> **AIM A**
How many lines in the records below contain the word "fallen", counting only matches with the same case? Reply with the number alone.
— Start of DOCUMENT TEXT —
10. Pending the setting-up of an international or hybrid tribunal, prosecution of Daesh foreign fighters in their State of nationality, or in other member States providing for universal jurisdiction, is the most obvious alternative to pursue to ensure accountability for their crimes. The Assembly acknowledges, however, the challenges national authorities face as well as the existence of legitimate security concerns of their citizens with regard to the return of individuals who have committed heinous crimes and joined a terrorist group engaged in an armed conflict abroad.
11. The Assembly considers that foreign fighters who are suspected of having taken part in genocide or in other serious international crimes constitute a serious threat to society. It is an ideology that drove them to commit such crimes, including genocide against the Yazidis, and this ideology will not disappear on its own. The Assembly considers that, taking into account the ongoing threat posed by Daesh fighters, it is crucial to consider that their right to family life under Article 8 of the European Convention on Human Rights (ETS No. 5, the Convention) must be restricted if national security or other legitimate grounds under Article 8, paragraph 2, so require. Furthermore, separation from their children may also be necessary for the best interests of the child. The Assembly reiterates that children should in principle be repatriated with their mothers or primary care givers, unless it is not in the best interest of the child, as already recommended in Resolution 2321 (2020) “International obligations concerning the repatriation of children from war and conflict zones”, or if it is not in the best interest of society as a whole. States should, however, have the possibility – following a determination of the best interest of the child and of the interest of society as a whole in accordance with Article 8, paragraph 2, of the Convention – to repatriate foreign fighters’ children to their State of nationality with a view to reuniting them with other family members, without repatriating their parents.
— End of DOCUMENT TEXT —
— Start of SUPPLIED INFORMATION —
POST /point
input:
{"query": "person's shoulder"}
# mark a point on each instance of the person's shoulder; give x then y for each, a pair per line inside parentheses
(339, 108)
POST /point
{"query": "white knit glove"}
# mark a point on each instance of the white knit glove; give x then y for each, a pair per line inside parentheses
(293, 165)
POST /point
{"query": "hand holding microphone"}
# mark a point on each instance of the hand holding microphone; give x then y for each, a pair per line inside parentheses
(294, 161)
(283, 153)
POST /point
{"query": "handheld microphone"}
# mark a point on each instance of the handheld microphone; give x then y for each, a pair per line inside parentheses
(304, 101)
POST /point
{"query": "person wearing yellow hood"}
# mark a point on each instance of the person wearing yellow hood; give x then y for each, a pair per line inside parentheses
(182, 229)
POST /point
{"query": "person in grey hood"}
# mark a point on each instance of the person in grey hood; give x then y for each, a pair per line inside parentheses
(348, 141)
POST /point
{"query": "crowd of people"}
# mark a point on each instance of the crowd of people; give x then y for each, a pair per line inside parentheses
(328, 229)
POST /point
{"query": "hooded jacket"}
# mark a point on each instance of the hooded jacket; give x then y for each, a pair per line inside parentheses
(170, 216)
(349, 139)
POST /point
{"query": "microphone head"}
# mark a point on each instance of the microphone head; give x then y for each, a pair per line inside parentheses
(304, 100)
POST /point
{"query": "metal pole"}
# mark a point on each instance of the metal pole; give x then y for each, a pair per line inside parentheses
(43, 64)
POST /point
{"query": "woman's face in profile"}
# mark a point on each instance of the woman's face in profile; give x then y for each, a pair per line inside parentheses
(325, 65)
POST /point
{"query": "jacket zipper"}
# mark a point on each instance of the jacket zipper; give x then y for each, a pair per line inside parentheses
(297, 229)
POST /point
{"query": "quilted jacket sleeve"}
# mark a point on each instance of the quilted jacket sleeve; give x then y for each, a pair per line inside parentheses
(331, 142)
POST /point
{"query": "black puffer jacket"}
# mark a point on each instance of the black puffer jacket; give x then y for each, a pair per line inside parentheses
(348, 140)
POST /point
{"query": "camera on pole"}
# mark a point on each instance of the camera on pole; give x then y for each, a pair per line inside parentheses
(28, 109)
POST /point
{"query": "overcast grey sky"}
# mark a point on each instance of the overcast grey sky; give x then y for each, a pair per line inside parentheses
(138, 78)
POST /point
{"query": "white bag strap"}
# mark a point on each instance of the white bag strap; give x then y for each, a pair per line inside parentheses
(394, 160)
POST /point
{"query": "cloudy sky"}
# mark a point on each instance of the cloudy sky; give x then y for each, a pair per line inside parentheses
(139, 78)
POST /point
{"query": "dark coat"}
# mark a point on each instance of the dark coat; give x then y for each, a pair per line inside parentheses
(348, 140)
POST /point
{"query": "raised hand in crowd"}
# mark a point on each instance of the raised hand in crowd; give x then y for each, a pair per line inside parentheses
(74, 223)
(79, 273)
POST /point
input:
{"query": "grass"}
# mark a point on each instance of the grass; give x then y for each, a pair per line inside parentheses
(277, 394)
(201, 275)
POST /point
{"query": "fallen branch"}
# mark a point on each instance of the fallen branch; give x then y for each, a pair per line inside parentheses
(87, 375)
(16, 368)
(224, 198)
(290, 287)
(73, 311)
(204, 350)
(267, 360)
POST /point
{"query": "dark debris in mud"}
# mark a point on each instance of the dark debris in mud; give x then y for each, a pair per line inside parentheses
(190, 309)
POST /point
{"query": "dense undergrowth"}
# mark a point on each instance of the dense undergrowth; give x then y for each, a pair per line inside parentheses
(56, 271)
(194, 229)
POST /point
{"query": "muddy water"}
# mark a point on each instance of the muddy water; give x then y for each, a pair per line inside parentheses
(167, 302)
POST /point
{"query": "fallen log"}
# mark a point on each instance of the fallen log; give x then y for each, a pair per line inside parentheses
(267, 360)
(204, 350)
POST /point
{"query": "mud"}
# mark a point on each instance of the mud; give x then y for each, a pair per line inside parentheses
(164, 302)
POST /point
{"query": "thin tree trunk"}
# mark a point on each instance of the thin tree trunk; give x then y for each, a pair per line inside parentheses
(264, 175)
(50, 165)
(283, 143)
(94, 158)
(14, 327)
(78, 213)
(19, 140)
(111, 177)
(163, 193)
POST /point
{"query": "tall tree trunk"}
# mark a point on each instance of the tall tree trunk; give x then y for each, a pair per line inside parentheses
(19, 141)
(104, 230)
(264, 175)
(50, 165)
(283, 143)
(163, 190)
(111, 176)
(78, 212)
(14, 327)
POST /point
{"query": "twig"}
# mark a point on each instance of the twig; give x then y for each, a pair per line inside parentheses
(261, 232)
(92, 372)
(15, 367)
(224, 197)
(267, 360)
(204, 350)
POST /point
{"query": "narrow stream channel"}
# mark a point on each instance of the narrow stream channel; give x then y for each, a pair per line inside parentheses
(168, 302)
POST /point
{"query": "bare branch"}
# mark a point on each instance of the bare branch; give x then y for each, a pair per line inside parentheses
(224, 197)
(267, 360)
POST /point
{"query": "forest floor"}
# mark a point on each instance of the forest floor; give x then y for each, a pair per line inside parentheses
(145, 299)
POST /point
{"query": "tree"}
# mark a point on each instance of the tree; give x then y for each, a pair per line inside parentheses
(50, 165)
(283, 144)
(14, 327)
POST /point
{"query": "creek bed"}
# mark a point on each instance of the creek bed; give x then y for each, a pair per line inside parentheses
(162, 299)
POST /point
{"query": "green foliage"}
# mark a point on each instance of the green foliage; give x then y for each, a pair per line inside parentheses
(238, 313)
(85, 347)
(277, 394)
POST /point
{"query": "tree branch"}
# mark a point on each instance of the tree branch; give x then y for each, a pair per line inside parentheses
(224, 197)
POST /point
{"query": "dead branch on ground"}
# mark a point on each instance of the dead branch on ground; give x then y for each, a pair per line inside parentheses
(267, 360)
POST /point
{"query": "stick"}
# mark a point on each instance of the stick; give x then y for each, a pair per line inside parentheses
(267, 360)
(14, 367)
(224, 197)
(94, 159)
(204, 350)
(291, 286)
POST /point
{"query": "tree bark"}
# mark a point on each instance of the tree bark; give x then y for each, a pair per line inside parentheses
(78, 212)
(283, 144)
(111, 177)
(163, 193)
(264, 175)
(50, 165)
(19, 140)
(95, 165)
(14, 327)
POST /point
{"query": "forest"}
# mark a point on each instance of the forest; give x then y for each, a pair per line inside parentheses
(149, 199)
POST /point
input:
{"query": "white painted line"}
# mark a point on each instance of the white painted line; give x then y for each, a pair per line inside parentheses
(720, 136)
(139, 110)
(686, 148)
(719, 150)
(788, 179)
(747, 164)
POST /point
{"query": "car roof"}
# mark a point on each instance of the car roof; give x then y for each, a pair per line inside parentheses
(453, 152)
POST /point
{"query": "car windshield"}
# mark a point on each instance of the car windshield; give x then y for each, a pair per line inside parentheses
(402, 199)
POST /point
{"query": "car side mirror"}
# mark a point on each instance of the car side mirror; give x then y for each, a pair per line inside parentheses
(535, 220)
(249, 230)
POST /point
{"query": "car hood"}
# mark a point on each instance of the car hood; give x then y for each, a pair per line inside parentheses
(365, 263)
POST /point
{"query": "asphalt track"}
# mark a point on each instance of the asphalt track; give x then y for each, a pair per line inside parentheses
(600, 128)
— End of SUPPLIED INFORMATION —
> **AIM B**
In the text on Daesh foreign fighters, which resolution had already recommended that children be repatriated with their mothers or primary care givers?

> **TASK OUTPUT A**
4

> **TASK OUTPUT B**
Resolution 2321 (2020), "International obligations concerning the repatriation of children from war and conflict zones".